[TASK SET]
A. From the thread on faded cyanotypes, copy the part that opens with the words containing "I exposed cyanotypes" and closes with "rinse caused it.".
B. Name every user who posted in the faded cyanotypes thread.

[SELECTED TEXT]
════
# Faded Cyanotypes



## gerizkid (Oct 28, 2021)

I exposed cyanotypes in sunlight (plants, not negatives) and put them in a black photo bag. I rinsed them three days later and they are all faded or muted. Putting hydrogen peroxide in the water did nothing to boost the color. And the details and color faded more as the prints dried. Just curious what caused it. Did I leave them unrinsed for too long? Did the bag contaminate them? There were several types of paper--BFK Rives and some handmade papers. Some of the handmade papers had organic matter, some had metallic flecks. Maybe that contaminated them. Or maybe just waiting too long to rinse caused it.


----------



## Space Face (Oct 29, 2021)

Yo!

I'm sure someone will be able to keep you right.


----------



## webestang64 (Oct 29, 2021)

It's been about 30 years since I did a cyanotype. 

Might be just an underexposed, were test done to assure proper exposure? Over-washing can cause the print to fade.

FAQ's.......      https://monochrom.com/media/pdf/2b/60/77/Cyanotype-FAQs-2.pdf
Tips/troubleshoot......      https://www.dick-blick.com/items/013/21/Cyanotype-Tips-and-Troubleshooting.pdf


----------
════
[EXTRACTED RECORDS]
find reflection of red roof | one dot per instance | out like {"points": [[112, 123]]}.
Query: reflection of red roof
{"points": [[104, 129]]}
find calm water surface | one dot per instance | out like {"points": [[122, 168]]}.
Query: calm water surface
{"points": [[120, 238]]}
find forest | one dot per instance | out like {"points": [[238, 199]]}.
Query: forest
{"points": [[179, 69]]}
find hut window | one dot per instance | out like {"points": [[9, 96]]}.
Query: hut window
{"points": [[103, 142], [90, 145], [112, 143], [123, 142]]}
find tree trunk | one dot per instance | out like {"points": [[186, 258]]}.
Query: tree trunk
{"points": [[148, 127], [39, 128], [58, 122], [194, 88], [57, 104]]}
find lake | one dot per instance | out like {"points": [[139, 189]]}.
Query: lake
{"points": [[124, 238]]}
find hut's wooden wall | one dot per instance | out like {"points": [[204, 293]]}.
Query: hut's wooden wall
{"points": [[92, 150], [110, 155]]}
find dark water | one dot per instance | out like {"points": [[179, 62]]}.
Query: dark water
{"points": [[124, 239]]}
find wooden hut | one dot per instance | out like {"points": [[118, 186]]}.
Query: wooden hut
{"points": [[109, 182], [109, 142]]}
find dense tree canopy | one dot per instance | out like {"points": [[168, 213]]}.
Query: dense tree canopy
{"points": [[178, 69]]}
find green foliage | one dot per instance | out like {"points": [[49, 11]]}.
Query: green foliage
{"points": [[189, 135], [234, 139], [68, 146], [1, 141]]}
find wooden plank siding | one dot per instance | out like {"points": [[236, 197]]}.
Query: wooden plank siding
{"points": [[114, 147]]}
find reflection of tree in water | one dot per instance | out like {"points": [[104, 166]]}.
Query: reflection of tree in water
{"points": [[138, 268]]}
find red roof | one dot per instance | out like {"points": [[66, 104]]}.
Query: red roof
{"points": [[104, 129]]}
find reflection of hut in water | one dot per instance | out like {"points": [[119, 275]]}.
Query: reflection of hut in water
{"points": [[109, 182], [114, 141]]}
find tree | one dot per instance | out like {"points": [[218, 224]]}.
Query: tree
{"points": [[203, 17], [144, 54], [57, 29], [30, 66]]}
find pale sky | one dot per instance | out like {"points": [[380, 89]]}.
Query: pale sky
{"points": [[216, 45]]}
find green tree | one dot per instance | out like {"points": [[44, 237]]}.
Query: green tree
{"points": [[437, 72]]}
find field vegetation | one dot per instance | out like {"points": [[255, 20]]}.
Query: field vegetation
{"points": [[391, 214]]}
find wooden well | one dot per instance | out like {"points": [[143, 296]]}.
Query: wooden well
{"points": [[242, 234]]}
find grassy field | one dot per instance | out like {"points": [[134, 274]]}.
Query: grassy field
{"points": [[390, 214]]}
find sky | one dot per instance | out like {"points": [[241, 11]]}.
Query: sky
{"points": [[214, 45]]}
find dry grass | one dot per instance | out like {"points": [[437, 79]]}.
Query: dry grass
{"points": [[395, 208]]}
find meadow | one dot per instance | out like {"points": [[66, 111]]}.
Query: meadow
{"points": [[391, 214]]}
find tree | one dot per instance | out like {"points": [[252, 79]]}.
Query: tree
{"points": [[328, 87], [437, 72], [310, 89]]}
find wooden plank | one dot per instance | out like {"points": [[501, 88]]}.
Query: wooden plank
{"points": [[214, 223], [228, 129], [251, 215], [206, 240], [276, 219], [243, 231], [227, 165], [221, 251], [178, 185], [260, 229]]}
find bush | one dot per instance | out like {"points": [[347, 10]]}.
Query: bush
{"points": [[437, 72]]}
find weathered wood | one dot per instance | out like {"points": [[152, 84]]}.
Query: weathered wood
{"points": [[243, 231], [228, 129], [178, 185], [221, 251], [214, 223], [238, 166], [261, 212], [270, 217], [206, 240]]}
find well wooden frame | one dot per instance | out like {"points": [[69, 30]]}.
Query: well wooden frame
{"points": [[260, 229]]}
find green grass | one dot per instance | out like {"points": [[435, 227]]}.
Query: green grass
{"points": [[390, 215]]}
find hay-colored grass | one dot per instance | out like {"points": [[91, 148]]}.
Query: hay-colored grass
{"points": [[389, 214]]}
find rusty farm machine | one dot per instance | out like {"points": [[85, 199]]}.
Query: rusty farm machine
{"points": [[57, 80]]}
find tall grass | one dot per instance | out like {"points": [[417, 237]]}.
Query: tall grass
════
[LIST OF SOLUTIONS]
A.
I exposed cyanotypes in sunlight (plants, not negatives) and put them in a black photo bag. I rinsed them three days later and they are all faded or muted. Putting hydrogen peroxide in the water did nothing to boost the color. And the details and color faded more as the prints dried. Just curious what caused it. Did I leave them unrinsed for too long? Did the bag contaminate them? There were several types of paper--BFK Rives and some handmade papers. Some of the handmade papers had organic matter, some had metallic flecks. Maybe that contaminated them. Or maybe just waiting too long to rinse caused it.

B. gerizkid, Space Face, webestang64